_PROBLEM TO WORK ON_: Please keep to the lines below from the one with "Locate the man kneeling" through the one with "Mark each instance", and restate them word for word, ends included.

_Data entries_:
=== Begin Enclosure ===
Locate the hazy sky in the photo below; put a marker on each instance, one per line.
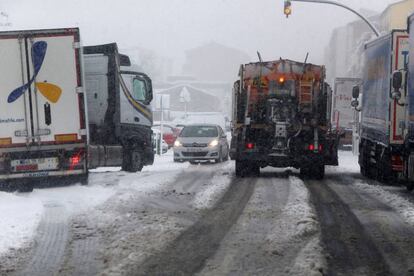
(171, 26)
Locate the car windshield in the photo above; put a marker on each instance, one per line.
(199, 131)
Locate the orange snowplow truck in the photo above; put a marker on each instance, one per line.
(281, 118)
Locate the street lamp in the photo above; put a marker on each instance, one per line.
(288, 8)
(287, 2)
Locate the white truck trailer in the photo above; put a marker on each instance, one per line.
(44, 126)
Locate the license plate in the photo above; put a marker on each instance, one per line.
(194, 150)
(38, 164)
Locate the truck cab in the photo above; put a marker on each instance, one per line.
(119, 111)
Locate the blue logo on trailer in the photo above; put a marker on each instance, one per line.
(48, 90)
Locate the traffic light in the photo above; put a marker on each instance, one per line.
(288, 8)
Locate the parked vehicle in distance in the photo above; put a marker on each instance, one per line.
(216, 118)
(201, 142)
(343, 115)
(169, 132)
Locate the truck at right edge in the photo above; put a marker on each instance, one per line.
(386, 147)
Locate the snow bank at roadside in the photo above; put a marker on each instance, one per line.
(404, 207)
(75, 199)
(19, 218)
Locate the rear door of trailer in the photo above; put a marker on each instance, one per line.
(41, 105)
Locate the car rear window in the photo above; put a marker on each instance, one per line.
(199, 131)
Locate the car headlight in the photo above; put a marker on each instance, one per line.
(213, 143)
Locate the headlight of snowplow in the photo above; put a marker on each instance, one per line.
(213, 143)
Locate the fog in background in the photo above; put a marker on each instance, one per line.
(167, 28)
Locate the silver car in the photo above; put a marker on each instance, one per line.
(201, 142)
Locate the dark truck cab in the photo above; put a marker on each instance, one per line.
(119, 111)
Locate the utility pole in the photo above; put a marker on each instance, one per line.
(288, 10)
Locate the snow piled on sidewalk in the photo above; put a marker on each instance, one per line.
(349, 163)
(22, 212)
(404, 207)
(19, 218)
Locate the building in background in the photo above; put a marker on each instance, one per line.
(395, 16)
(344, 53)
(185, 98)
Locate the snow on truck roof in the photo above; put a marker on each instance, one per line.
(272, 69)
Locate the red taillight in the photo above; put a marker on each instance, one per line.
(397, 163)
(75, 160)
(249, 146)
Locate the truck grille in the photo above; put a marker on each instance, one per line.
(194, 154)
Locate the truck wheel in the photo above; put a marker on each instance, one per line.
(304, 172)
(255, 170)
(220, 158)
(226, 158)
(241, 168)
(133, 161)
(137, 162)
(319, 172)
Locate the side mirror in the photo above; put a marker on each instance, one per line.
(397, 80)
(354, 103)
(355, 92)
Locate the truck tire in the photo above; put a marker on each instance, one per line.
(220, 157)
(133, 161)
(318, 172)
(241, 168)
(304, 172)
(137, 161)
(254, 170)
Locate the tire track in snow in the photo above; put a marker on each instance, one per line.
(188, 253)
(51, 240)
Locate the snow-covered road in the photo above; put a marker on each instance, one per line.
(177, 218)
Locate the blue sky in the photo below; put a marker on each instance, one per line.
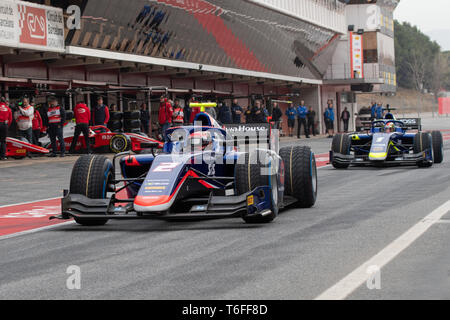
(431, 16)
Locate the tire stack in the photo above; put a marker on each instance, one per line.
(115, 123)
(132, 122)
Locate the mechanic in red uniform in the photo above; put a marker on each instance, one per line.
(82, 117)
(5, 122)
(100, 113)
(165, 116)
(55, 119)
(37, 127)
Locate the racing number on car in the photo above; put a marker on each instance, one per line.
(166, 167)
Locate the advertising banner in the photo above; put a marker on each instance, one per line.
(32, 26)
(356, 56)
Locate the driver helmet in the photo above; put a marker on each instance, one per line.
(201, 139)
(390, 127)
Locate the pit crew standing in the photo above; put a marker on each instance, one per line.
(291, 113)
(24, 119)
(145, 119)
(329, 119)
(237, 111)
(5, 122)
(56, 116)
(100, 113)
(178, 114)
(165, 116)
(302, 112)
(311, 121)
(37, 127)
(82, 117)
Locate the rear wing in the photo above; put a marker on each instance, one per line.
(260, 134)
(412, 123)
(409, 124)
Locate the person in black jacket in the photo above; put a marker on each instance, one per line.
(225, 115)
(311, 121)
(258, 113)
(277, 114)
(54, 119)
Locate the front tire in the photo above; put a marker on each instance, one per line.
(91, 177)
(438, 146)
(423, 143)
(248, 177)
(300, 175)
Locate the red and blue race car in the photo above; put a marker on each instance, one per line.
(203, 172)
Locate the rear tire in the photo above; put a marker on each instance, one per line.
(423, 143)
(341, 144)
(438, 146)
(248, 177)
(300, 175)
(91, 176)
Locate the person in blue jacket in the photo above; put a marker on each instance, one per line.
(329, 119)
(291, 113)
(373, 111)
(379, 111)
(302, 113)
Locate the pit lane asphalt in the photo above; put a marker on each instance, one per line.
(303, 253)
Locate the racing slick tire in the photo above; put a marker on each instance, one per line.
(248, 176)
(300, 175)
(115, 116)
(91, 177)
(132, 115)
(422, 143)
(438, 146)
(341, 144)
(120, 143)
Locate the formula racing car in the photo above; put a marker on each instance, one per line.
(102, 140)
(201, 174)
(387, 143)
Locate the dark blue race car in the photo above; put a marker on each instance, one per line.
(387, 143)
(204, 172)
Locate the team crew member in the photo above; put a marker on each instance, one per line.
(302, 113)
(258, 113)
(178, 114)
(165, 116)
(329, 119)
(291, 113)
(37, 127)
(145, 119)
(5, 122)
(237, 111)
(277, 114)
(24, 119)
(100, 113)
(82, 116)
(311, 121)
(56, 116)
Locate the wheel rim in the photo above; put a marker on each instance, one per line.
(119, 144)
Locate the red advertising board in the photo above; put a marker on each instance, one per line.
(32, 25)
(444, 105)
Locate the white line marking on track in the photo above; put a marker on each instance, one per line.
(359, 276)
(28, 202)
(22, 233)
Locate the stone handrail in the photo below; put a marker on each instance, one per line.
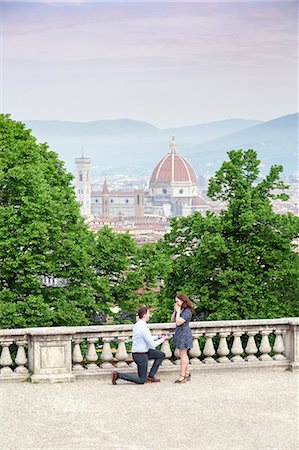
(66, 353)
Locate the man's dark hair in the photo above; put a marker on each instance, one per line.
(142, 311)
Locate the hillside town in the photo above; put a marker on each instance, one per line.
(144, 206)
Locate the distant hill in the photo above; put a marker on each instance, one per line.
(275, 141)
(134, 147)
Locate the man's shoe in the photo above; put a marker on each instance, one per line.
(115, 377)
(153, 380)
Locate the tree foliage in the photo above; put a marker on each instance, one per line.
(41, 235)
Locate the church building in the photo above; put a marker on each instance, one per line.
(173, 191)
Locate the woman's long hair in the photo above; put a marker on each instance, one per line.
(187, 303)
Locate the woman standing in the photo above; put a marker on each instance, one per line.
(182, 338)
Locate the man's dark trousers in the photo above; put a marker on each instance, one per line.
(141, 359)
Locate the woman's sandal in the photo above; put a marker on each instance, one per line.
(181, 379)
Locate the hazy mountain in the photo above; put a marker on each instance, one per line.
(275, 141)
(135, 147)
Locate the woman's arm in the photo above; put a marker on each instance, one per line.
(178, 320)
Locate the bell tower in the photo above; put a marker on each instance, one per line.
(83, 184)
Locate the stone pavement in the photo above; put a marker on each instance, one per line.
(238, 410)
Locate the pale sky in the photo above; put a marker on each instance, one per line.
(167, 63)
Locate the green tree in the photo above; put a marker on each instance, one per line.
(130, 273)
(241, 264)
(41, 235)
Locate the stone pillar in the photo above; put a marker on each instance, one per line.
(50, 357)
(292, 345)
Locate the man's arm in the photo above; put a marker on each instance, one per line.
(151, 342)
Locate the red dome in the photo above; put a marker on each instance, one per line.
(173, 168)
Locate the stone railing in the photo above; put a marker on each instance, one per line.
(67, 353)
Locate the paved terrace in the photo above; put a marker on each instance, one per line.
(238, 410)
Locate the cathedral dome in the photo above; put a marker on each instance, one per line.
(173, 168)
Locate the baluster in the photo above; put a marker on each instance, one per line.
(77, 356)
(5, 359)
(223, 350)
(92, 356)
(209, 349)
(278, 346)
(237, 348)
(251, 347)
(107, 355)
(168, 354)
(121, 354)
(21, 358)
(265, 347)
(195, 351)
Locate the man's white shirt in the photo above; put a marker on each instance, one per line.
(142, 338)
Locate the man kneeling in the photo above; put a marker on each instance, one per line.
(144, 348)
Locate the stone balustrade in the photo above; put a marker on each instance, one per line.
(66, 353)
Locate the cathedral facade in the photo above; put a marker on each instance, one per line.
(173, 191)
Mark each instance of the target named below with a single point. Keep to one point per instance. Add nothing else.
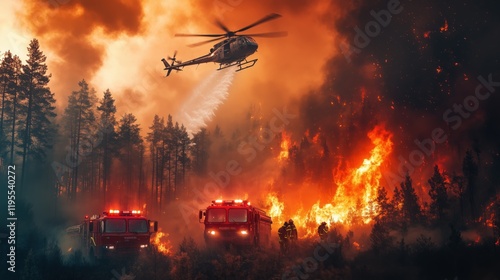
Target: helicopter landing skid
(241, 65)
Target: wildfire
(354, 199)
(357, 190)
(285, 146)
(162, 243)
(276, 208)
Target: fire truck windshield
(137, 226)
(216, 215)
(114, 226)
(238, 215)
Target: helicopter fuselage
(233, 49)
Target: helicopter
(232, 50)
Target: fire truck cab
(114, 232)
(235, 222)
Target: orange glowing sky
(118, 45)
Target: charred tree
(199, 151)
(107, 123)
(129, 141)
(439, 196)
(38, 111)
(470, 171)
(10, 82)
(79, 119)
(154, 138)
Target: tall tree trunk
(12, 137)
(27, 138)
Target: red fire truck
(114, 231)
(235, 222)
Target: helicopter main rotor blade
(223, 27)
(262, 20)
(268, 34)
(198, 35)
(206, 42)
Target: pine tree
(38, 110)
(411, 208)
(107, 123)
(470, 170)
(10, 80)
(384, 207)
(183, 156)
(199, 151)
(438, 194)
(380, 238)
(130, 146)
(78, 122)
(154, 138)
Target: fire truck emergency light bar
(123, 213)
(230, 202)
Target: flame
(354, 199)
(276, 208)
(162, 243)
(357, 190)
(285, 146)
=== End Enclosure ===
_SOLUTION FOR THIS EXERCISE_:
Locate the man kneeling in the photo above; put a marker on each instance, one per line.
(144, 348)
Locate the stone balustrade in the photo above; put a marker on each instance, one per line.
(66, 353)
Locate the cathedral facade in the photo above; put a marker on each instance, one per line.
(173, 191)
Mark each instance of the target named below with a single point. Keep to one point per instance. Add nothing else.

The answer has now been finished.